■ **PROBLEM**:
Return each of the following items word for word, exactly as it appears.

■ **SOURCE MATERIAL**:

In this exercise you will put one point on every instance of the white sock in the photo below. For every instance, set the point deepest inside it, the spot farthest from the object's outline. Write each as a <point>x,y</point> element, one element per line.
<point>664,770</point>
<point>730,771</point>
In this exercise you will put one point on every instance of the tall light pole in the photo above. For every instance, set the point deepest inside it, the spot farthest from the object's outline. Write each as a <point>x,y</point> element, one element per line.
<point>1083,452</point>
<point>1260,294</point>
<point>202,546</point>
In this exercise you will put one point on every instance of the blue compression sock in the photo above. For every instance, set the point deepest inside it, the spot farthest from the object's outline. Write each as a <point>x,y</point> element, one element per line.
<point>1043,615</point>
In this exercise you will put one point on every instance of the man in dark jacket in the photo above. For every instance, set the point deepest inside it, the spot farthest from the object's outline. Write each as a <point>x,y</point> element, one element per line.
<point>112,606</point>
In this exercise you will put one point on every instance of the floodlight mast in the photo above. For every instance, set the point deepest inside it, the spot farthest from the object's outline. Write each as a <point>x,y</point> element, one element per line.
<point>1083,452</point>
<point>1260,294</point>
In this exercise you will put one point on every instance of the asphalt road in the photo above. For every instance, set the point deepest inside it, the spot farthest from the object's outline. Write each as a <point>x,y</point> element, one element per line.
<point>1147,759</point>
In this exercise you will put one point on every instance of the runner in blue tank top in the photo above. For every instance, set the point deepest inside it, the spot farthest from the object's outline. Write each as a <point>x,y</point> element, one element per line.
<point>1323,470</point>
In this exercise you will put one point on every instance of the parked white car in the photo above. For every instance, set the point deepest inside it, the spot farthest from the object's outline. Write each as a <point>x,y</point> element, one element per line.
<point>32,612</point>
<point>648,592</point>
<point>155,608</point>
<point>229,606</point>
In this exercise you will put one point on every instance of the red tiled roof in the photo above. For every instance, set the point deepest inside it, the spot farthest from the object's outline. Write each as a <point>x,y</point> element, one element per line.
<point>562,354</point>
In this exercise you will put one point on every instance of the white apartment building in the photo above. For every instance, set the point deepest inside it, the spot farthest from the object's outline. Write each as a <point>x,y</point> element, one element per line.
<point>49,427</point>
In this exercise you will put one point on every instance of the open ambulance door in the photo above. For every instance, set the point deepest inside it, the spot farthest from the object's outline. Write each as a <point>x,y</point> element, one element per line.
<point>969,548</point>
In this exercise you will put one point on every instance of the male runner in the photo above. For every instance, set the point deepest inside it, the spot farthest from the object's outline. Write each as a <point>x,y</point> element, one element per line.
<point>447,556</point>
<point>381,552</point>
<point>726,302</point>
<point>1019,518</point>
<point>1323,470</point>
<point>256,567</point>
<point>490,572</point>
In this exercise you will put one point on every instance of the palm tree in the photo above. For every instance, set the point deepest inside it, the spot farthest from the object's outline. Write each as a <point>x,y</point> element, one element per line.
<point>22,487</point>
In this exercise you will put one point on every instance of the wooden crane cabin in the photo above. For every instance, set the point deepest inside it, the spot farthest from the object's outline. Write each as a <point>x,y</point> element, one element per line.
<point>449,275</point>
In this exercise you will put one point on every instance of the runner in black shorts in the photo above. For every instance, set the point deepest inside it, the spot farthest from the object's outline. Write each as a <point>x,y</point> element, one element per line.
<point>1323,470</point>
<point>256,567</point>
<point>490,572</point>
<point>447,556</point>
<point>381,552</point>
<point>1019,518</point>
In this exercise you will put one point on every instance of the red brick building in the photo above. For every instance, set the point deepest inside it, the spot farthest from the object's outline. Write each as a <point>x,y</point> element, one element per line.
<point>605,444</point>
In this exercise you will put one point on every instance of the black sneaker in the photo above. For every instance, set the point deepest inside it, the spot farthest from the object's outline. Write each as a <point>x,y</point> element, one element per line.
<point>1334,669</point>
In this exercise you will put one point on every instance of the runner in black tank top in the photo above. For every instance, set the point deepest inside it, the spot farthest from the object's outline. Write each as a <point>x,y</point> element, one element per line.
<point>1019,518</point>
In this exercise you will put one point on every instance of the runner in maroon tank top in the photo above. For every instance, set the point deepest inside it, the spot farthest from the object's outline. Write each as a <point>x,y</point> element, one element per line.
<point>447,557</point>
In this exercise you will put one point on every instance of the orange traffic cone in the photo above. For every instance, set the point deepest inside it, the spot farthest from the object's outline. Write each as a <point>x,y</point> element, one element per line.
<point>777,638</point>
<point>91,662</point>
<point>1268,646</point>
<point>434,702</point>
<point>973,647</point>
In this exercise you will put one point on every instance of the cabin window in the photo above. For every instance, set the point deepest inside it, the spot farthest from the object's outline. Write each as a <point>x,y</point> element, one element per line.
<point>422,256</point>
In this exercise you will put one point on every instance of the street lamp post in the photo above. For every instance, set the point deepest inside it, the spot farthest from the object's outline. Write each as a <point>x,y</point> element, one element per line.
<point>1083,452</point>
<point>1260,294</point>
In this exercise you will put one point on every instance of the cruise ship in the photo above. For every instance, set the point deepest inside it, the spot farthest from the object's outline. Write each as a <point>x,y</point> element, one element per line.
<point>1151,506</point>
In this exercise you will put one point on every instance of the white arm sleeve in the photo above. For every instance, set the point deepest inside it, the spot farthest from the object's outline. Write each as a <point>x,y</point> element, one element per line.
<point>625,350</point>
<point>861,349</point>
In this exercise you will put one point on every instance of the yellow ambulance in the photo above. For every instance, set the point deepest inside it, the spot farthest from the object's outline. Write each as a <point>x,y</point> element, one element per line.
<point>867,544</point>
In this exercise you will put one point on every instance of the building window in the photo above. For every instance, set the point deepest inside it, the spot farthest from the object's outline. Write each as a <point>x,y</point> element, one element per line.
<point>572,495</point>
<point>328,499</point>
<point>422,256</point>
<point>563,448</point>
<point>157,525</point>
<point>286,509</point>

■ **OUTPUT OF THE EXERCISE**:
In this exercise you will put one point on every instance of the white sock in the photo below. For every instance, set the point deepest inside it, the spot farthest from the object's outline. Write each as a <point>x,y</point> element, one element per line.
<point>664,770</point>
<point>730,771</point>
In this exercise you will put one point on every instance of the tall light pole in the photo above. For every instance, set the point deepest inside it, the spot farthest from the object's outline. Write each as a <point>x,y</point> element, one element per line.
<point>1083,452</point>
<point>1260,294</point>
<point>202,546</point>
In this exercise you will put one point on every instance of the blue compression sock in the photo above. For every instance, set the point deepest inside it, the spot farthest from the object's outline. Write each as a <point>x,y</point> element, one element per line.
<point>1043,615</point>
In this exercise you will put one point on every instance of the man in dark jacket in the photo above. For every instance, set the point deepest inside it, the spot farthest from the object's outline. Write each as a <point>x,y</point> element, one element per line.
<point>112,606</point>
In this exercise you will put one point on every instance of the floodlight mast in the photo above. For every instance, set the point deepest inside it, the spot farthest from the object's outline. Write each as a <point>x,y</point> element, one element per line.
<point>1083,452</point>
<point>1260,294</point>
In this exercise you will put one point on every instance of the asphalt road in the photo above. For every instance, set the point deepest inside it, the spot farthest from the object's outline. Write each as a <point>x,y</point> element, one element per line.
<point>1147,759</point>
In this exercise you will put one point on every instance of the runner in blue tank top in the photo above. For every instance, set the point deepest inside it, the spot farthest from the object's outline. Write each as a <point>x,y</point> element, one element per line.
<point>1323,470</point>
In this exercise you will put one point on every instance of the parked white car in the photo above. For every instance, set the point deepest inside it, the spot farthest from the object's outline. Write each as a <point>x,y</point> element, one element per line.
<point>32,612</point>
<point>648,592</point>
<point>155,608</point>
<point>229,606</point>
In this exercise you will put one point on every instance of the red tiled roof in the photo above. For every instance, set the point deepest inside it, the spot farthest from the object's outline. Write each as a <point>x,y</point> element, one element per line.
<point>562,354</point>
In this exercise you will put one point on every instance of the white apartment building in the photo above. For every instance, set the point deepest inside it, the spot farthest from the object's outline. Write each as a <point>x,y</point> element, one element per line.
<point>49,427</point>
In this exercise you will put one point on every instance of the open ambulance door in the photo above. For every instance, set the point deepest inside it, the spot farthest from the object's outline. Write each as a <point>x,y</point> element, one element per line.
<point>969,548</point>
In this exercise you will put one point on every instance of the male runner in the photo above. For every instance, set the point deepest inside it, the spot farthest from the object's outline. Write each as a <point>x,y</point> element, one element per line.
<point>447,556</point>
<point>381,552</point>
<point>726,302</point>
<point>1019,518</point>
<point>1323,470</point>
<point>256,567</point>
<point>490,572</point>
In this exercise you will put one point on every instance of the palm tree in the photo above. For every instance, set the point deepest inside it, the spot farthest from the object's outline. Write each as a <point>x,y</point> element, one element per line.
<point>22,487</point>
In this exercise you will put one point on every instance of the wooden crane cabin in the photo above. For every instance, set the point deepest inside it, the spot farthest from the object's outline. Write each as a <point>x,y</point> element, one element per line.
<point>449,275</point>
In this exercise you will put one point on every instance of the runner in black shorts in the photo above. For every instance, set the point deepest inside it, the spot farthest from the object's outline. Write each as a <point>x,y</point> element, one element per line.
<point>1323,470</point>
<point>256,567</point>
<point>490,572</point>
<point>447,556</point>
<point>381,552</point>
<point>1019,518</point>
In this exercise you will put one point on every instance of the red brick building in the photo above. For every instance, set the point deepest inside it, the spot farthest from the object's outline. Write each as a <point>x,y</point> element, one element per line.
<point>605,444</point>
In this exercise you will put one point on every instance of the black sneaker in the photo above. For every instance, set the point deepest inside it, the spot farthest from the object's outline. Write each as a <point>x,y</point> element, one element per line.
<point>1334,669</point>
In this exercise you will put one point on every instance of the runner in black tank top in the photo above. For every instance, set the point deepest inside it, the spot farthest from the object's outline. Write each as a <point>x,y</point> element, one element per line.
<point>1019,518</point>
In this exercise you will put one point on every instance of the runner in maroon tank top in the photo above. For every instance, set the point deepest inside it, the spot farthest from the object's outline. Write each as a <point>x,y</point> element, one element per line.
<point>447,557</point>
In this exercise you will put one point on every instance of the orange traffic cone in the photo above. For every instance, set the point deepest inside it, the spot farthest from the object's outline. Write each as a <point>x,y</point> element, one element per line.
<point>777,638</point>
<point>91,662</point>
<point>1268,646</point>
<point>434,702</point>
<point>973,647</point>
In this exercise you will put one point on every instance of the cabin window in the photo above. For every instance, set the point deepest inside it, the spot farthest from the object's outline. Write each as a <point>x,y</point> element, one element per line.
<point>422,256</point>
In this exercise you will put one point on every instance of the street lamp post in the photo above. For every instance, set the point deepest inside it, the spot farthest from the object's outline. Write each as a <point>x,y</point> element, one element per line.
<point>1083,452</point>
<point>1260,294</point>
In this exercise you will put one point on every instance of the cruise ship in the photo above. For every instance, set the point deepest inside it, the spot farthest from the object's outline. Write each as a <point>x,y</point> element, one element per line.
<point>1151,506</point>
In this exercise you will put one point on every instance of the white arm sleeve in the photo above. For every instance, set the point deepest inside it, the spot farthest from the object's outline. Write each as a <point>x,y</point> element, one element per line.
<point>625,350</point>
<point>861,349</point>
In this exercise you will put one point on every instance of the yellow ambulance in the photo above. For every instance, set the point deepest inside it, the spot farthest from the object's outline. Write each as a <point>x,y</point> element, one element per line.
<point>867,544</point>
In this exercise you will put one point on every instance of the building window in the photo above. For every instance, set the point deepest inside it, the spot farthest from the object's outline. Write each as a <point>x,y</point> element, one element per line.
<point>572,495</point>
<point>328,499</point>
<point>422,256</point>
<point>563,448</point>
<point>157,525</point>
<point>286,509</point>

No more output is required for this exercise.